Scan the material for the word "hair" and copy each line where it occurs.

Data shown
____

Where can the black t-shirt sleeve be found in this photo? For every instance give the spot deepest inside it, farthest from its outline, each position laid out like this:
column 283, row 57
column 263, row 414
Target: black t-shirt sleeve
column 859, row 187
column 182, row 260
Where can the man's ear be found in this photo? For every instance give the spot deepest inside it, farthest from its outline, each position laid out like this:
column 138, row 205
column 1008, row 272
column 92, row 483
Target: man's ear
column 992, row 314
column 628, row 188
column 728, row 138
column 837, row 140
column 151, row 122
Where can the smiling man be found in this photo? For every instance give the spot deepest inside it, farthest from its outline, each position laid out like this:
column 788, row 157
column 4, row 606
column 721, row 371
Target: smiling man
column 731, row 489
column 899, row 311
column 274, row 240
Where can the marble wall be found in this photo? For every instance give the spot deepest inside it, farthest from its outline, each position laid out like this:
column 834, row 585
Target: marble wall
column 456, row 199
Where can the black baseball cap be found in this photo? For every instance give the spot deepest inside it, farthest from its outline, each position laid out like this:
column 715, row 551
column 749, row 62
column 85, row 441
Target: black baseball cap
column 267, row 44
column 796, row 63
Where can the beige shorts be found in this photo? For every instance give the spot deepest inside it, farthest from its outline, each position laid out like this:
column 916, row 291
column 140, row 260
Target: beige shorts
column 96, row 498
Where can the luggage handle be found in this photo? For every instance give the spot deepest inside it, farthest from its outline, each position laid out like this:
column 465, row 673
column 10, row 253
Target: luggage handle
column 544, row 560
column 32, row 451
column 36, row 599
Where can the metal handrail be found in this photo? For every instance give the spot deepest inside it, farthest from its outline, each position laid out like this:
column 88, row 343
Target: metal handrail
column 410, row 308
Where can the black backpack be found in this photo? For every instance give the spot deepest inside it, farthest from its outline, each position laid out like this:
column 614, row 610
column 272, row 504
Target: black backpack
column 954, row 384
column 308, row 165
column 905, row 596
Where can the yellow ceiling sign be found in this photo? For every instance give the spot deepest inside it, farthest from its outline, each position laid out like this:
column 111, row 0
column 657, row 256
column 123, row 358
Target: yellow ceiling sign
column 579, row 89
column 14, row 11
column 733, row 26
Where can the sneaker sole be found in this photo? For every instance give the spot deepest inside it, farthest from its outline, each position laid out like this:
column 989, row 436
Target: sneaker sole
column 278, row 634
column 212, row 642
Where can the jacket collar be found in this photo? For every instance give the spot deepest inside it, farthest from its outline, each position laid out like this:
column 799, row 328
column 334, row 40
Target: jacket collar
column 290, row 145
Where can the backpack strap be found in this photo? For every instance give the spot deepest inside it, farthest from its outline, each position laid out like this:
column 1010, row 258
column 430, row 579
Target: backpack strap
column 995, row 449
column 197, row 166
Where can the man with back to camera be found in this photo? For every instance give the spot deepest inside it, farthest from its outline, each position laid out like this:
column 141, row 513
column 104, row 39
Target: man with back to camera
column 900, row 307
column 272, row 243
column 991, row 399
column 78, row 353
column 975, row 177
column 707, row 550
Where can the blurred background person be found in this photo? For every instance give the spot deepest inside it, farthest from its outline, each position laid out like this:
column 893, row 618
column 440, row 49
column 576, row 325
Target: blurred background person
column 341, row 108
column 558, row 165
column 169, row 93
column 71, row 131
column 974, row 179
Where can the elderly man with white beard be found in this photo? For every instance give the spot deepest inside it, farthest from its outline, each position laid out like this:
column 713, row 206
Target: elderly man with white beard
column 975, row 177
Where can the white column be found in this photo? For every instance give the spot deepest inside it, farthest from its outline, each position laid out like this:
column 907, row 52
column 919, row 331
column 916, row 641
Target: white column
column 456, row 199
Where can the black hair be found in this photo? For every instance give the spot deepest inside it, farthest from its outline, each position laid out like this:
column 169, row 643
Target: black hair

____

Result of this exercise
Where can the black hair be found in this photo? For every instance give the spot deepest inside it, farthest from its outline, each position laid out like this:
Target: black hair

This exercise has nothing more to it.